Print the part of the text about overhyped products from "Every so often, someone announces" to "of major cities.", word for word.

> SELECTED TEXT:
◆ ◆ ◆ ◆ ◆ ◆ ◆
Every so often, someone announces a product they feel is so revolutionary that it will dramatically change the very way we live. Sometimes these products do have a great impact on our day-to-day existence. And sometimes they go in the dollar bin. These are those second kind of products, the ones that suck:


Segway Chinese Police

How It Was Supposed to Change the World: Heralded before its reveal as “the reinvention of the wheel” and “bigger than the Internet”, the Segway was meant to alter not only how people travel but the very infrastructure of major cities.

What Actually Happened: After months of hype, the grand reveal on Good Morning America introduced viewers to a slow-moving Razor Scooter for wealthy lunatics. Within a five-minute segment, the Segway went from the future of transportation to something only cops afraid of horses would use.
◆ ◆ ◆ ◆ ◆ ◆ ◆
> RECORDED DATA:
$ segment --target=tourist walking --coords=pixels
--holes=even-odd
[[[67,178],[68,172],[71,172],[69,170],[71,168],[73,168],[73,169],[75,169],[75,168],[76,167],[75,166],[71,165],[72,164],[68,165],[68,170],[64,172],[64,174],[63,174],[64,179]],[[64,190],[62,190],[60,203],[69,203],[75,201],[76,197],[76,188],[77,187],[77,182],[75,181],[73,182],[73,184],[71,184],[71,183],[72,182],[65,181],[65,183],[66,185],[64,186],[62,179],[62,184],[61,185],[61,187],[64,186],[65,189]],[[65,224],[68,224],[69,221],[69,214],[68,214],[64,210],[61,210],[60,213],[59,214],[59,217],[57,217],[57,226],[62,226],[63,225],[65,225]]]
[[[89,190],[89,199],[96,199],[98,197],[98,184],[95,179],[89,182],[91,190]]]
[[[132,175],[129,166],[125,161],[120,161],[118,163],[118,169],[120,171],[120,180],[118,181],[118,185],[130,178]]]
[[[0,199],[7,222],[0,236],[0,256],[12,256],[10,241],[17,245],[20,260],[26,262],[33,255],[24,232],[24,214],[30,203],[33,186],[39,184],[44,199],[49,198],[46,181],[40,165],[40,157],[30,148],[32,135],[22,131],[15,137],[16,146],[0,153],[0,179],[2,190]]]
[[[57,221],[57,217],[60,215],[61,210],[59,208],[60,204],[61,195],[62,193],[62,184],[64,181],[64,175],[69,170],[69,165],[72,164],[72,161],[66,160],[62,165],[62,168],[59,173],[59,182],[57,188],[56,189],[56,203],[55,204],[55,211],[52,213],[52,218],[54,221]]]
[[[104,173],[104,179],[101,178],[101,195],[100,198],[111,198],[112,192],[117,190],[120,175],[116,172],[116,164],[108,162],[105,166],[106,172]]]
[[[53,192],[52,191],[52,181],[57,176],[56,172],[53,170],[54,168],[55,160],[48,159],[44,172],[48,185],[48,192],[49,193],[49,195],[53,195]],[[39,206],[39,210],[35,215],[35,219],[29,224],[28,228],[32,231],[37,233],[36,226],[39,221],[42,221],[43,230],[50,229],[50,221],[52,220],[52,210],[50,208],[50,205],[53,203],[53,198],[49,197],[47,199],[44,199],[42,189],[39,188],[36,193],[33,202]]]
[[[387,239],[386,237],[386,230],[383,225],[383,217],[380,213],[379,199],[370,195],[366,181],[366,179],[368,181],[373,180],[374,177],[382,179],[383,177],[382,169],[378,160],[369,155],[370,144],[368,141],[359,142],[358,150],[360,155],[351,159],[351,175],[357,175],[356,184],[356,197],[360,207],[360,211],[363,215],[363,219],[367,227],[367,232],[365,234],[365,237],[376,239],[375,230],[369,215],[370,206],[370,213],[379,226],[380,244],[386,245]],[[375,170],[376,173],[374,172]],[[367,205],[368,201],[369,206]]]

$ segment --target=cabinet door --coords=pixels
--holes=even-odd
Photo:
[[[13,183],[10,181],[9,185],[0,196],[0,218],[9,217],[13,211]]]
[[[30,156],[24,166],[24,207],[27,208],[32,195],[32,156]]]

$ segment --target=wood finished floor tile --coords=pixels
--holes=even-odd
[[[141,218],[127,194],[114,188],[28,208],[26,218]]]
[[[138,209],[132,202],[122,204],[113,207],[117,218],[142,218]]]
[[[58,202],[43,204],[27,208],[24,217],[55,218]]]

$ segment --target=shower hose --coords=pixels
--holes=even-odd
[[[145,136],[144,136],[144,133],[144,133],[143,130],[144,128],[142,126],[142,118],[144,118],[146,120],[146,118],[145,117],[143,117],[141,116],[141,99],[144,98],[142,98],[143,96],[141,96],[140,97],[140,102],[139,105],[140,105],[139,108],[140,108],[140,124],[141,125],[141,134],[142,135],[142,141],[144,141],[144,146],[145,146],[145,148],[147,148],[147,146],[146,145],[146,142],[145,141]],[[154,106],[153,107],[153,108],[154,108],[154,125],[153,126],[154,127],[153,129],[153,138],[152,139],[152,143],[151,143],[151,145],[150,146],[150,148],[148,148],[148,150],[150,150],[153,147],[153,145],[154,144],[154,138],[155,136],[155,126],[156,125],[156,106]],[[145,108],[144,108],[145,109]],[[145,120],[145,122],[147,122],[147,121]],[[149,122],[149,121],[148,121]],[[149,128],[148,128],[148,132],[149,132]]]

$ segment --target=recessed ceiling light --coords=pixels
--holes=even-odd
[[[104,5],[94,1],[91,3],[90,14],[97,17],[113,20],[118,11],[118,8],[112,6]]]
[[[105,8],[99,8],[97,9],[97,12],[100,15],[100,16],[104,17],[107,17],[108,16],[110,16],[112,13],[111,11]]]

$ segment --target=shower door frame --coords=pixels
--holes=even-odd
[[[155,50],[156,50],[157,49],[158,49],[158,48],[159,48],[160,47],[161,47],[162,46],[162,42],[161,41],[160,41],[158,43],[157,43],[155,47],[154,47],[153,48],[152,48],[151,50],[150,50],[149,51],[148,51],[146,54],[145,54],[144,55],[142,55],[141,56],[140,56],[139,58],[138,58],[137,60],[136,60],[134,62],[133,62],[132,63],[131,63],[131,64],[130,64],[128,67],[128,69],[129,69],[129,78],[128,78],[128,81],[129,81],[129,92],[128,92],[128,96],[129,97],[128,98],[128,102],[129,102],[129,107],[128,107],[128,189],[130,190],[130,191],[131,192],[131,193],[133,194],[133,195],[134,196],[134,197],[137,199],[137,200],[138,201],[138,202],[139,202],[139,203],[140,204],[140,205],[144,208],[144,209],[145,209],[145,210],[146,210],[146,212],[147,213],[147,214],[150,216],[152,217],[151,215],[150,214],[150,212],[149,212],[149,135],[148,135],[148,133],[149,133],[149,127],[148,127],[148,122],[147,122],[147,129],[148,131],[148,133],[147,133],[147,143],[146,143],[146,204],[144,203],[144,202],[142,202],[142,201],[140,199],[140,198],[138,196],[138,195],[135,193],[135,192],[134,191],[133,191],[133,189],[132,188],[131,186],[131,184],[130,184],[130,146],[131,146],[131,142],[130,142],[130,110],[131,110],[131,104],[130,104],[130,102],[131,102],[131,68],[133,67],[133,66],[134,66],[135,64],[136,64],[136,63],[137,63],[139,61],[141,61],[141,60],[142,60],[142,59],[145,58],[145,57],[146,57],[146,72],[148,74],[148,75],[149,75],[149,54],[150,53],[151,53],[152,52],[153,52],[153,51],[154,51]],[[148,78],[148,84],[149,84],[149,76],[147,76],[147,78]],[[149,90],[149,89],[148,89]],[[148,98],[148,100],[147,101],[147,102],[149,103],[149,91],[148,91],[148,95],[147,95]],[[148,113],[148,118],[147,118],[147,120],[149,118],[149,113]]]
◆ ◆ ◆ ◆ ◆ ◆ ◆
> EXPECTED ANSWER:
Every so often, someone announces a product they feel is so revolutionary that it will dramatically change the very way we live. Sometimes these products do have a great impact on our day-to-day existence. And sometimes they go in the dollar bin. These are those second kind of products, the ones that suck:


Segway Chinese Police

How It Was Supposed to Change the World: Heralded before its reveal as “the reinvention of the wheel” and “bigger than the Internet”, the Segway was meant to alter not only how people travel but the very infrastructure of major cities.